*ФРАГМЕНТ ИСТОЧНИКА*.
Роль зачинщиков турнира была отнюдь не синекурой, и для трех рыцарей продержаться все тридцать дней против всех прибывающих представляло собой достаточно трудную задачу, особенно в схватках с боевыми копьями. Рисунок в рукописи Фруассара изображает один из поединков в ходе этого турнира. На иллюстрации он происходит на огражденном поле, так что рисунок явно относится к более поздней дате, чем события в Инглевер. На самом деле он был выполнен в правление Эдуарда IV, когда такие огороженные поля были распространены. Фруассар приводит обстоятельное описание этого турнира и утверждает, что на нем побывало много знаменитых рыцарей. Сам король Карл Французский присутствовал инкогнито и весьма любезно принял на себя значительную часть весьма обширных расходов.
Монастырские хроники, написанные зачастую значительно позже тех событий, которые в них упоминаются, обычно недостоверны и украшены деталями и обстоятельствами более поздних эпох. Раскрашенные рисунки и гравюры в них грешат обычно тем, что носят отчетливую печать того времени, в которое они создавались, а не того, которое они были призваны иллюстрировать, поскольку их авторы изображали реалии своей эпохи. Тем не менее, располагая накопленным объемом знаний, мы можем вычислить такие несуразности с хронологической точки зрения.

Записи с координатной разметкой
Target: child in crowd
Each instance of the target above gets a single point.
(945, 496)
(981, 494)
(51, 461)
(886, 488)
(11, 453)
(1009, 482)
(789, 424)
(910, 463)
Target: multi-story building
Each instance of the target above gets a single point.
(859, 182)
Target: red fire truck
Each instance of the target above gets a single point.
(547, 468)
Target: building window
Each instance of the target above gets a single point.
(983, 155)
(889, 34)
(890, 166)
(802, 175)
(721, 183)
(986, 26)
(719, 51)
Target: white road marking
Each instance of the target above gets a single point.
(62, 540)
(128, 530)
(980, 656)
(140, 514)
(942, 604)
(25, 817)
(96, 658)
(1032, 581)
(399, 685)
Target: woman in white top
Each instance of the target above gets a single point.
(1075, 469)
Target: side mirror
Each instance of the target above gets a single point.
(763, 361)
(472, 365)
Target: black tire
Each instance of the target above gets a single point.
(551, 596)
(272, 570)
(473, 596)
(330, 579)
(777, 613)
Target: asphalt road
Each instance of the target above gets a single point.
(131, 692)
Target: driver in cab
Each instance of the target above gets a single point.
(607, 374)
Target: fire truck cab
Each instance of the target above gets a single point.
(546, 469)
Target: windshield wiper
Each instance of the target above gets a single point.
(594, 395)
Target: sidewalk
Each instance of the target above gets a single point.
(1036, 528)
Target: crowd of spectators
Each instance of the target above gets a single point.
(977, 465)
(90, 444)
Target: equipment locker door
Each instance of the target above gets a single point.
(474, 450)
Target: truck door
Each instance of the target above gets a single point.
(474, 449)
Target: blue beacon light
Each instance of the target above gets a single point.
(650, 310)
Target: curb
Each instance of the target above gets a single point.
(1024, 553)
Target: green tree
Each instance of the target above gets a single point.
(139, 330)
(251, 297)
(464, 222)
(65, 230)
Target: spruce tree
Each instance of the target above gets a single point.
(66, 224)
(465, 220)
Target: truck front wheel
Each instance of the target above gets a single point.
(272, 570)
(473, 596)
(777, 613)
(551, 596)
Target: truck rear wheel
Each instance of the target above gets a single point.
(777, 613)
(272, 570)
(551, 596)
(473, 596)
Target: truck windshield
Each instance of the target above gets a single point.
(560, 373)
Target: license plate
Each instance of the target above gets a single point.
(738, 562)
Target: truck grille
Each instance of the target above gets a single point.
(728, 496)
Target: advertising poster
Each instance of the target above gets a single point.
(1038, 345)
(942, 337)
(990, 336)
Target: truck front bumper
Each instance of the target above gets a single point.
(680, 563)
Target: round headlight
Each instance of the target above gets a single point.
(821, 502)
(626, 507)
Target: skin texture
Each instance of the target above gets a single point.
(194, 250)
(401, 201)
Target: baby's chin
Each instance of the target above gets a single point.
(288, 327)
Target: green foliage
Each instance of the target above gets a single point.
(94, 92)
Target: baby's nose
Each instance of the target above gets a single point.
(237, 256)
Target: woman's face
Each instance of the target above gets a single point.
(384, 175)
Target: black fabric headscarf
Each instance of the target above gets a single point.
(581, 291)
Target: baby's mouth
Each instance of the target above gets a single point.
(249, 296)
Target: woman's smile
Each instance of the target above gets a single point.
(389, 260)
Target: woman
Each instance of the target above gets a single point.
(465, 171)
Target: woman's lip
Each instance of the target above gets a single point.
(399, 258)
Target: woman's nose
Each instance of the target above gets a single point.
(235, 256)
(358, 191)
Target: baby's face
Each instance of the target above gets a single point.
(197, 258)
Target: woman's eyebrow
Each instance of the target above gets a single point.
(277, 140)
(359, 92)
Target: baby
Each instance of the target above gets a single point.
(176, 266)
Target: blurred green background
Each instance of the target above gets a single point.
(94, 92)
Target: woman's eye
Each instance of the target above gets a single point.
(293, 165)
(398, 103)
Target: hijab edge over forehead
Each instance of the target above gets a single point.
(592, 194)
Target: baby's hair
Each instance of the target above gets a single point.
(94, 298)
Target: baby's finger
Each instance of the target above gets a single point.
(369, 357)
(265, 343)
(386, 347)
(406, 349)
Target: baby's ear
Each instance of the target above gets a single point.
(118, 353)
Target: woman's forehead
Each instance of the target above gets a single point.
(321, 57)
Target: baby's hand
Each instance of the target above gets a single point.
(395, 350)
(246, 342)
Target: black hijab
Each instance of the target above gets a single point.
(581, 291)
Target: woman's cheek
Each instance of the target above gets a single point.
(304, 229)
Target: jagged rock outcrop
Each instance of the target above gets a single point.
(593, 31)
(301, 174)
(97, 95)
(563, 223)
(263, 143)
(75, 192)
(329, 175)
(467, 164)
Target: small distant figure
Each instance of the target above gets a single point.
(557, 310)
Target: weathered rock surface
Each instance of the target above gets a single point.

*ПОСТАВЛЕННАЯ ЗАДАЧА 1*.
Ответьте по фрагменту о турнире:
(a) Сколько дней должны были продержаться три рыцаря-зачинщика?
(b) В правление какого короля был выполнен рисунок поединка из рукописи Фруассара?
(c) Чьи реалии, по словам фрагмента, изображали авторы рисунков и гравюр в монастырских хрониках?
*ПОСТАВЛЕННАЯ ЗАДАЧА 2*.
Как перевести на английский язык это предложение из фрагмента о турнире: «Сам король Карл Французский присутствовал инкогнито и весьма любезно принял на себя значительную часть весьма обширных расходов»?
Отвечайте, опираясь только на сам фрагмент.

*ПИСЬМЕННЫЙ ОТВЕТ 1*.
(a) Тридцать дней.
(b) Эдуарда IV.
(c) Реалии своей эпохи.

*ПИСЬМЕННЫЙ ОТВЕТ 2*.
King Charles of France himself attended incognito and very graciously took upon himself a considerable share of the very extensive expenses.